» **Work item**
All entries should be copied exactly, none left out.

» **Data under study**
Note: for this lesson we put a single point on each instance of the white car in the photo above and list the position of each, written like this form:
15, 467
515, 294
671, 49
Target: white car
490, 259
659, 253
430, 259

» **Exercise result**
Note: for this lesson we put a single point on each instance of the white car in the photo above and list the position of each, written like this form:
15, 467
515, 294
671, 49
Target: white car
490, 259
659, 253
430, 259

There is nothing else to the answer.